### Task objective
Once the line containing "Target: glass door" is found in the records below, return it and each following line exactly, up to and including the line containing "Target: metal tine", and nothing else.

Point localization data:
____
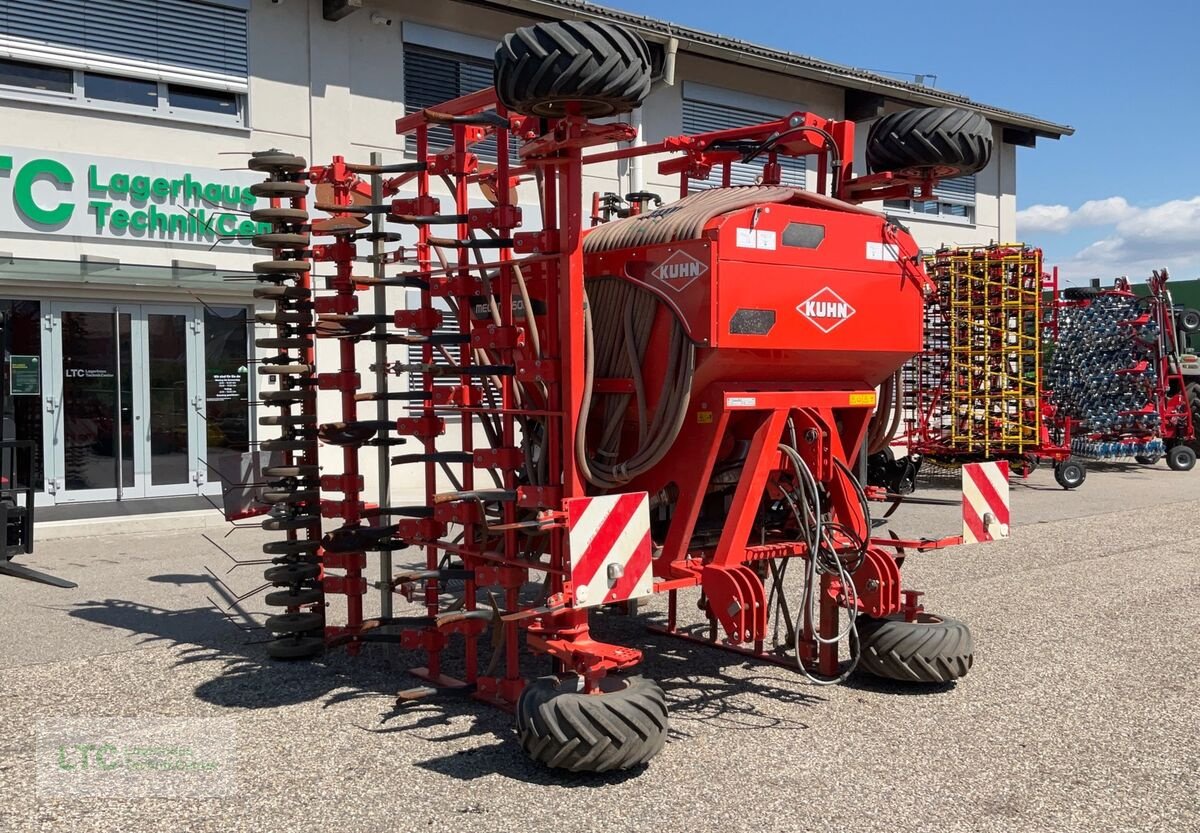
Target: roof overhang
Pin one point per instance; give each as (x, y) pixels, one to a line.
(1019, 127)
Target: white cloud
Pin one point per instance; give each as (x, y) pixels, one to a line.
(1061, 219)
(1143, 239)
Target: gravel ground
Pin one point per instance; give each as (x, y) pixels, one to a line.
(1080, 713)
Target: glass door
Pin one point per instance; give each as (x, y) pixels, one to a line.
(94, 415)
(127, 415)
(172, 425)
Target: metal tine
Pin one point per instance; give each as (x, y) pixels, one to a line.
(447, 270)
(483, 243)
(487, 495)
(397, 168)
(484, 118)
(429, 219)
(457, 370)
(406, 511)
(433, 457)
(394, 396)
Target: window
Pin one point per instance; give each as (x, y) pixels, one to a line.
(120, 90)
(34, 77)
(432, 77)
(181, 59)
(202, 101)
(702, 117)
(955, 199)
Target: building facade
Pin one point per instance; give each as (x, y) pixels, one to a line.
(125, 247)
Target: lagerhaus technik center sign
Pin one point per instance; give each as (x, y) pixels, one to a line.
____
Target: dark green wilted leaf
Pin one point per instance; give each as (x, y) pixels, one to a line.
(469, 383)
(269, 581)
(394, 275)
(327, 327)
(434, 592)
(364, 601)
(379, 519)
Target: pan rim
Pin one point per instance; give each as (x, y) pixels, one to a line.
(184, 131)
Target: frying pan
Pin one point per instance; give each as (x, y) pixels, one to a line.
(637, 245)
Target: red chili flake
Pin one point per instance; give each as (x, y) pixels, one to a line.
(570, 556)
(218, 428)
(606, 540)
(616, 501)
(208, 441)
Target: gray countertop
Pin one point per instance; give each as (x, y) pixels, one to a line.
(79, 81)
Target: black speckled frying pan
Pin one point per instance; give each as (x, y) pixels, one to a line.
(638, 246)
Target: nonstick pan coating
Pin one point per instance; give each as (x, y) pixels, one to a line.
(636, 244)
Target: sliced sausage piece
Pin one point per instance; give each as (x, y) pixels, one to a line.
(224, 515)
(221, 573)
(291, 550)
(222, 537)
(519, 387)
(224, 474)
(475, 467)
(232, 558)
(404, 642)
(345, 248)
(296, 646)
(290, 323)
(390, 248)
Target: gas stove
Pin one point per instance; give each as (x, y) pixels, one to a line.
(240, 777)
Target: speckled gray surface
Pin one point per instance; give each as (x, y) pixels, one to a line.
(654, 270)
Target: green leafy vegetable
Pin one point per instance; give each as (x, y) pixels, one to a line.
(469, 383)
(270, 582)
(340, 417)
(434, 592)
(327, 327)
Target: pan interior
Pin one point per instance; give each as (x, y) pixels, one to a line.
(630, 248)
____
### Exercise answer
Target: glass door
Pin one point per instance; give each as (x, y) pixels, one to a line.
(94, 415)
(127, 415)
(172, 425)
Target: metal tine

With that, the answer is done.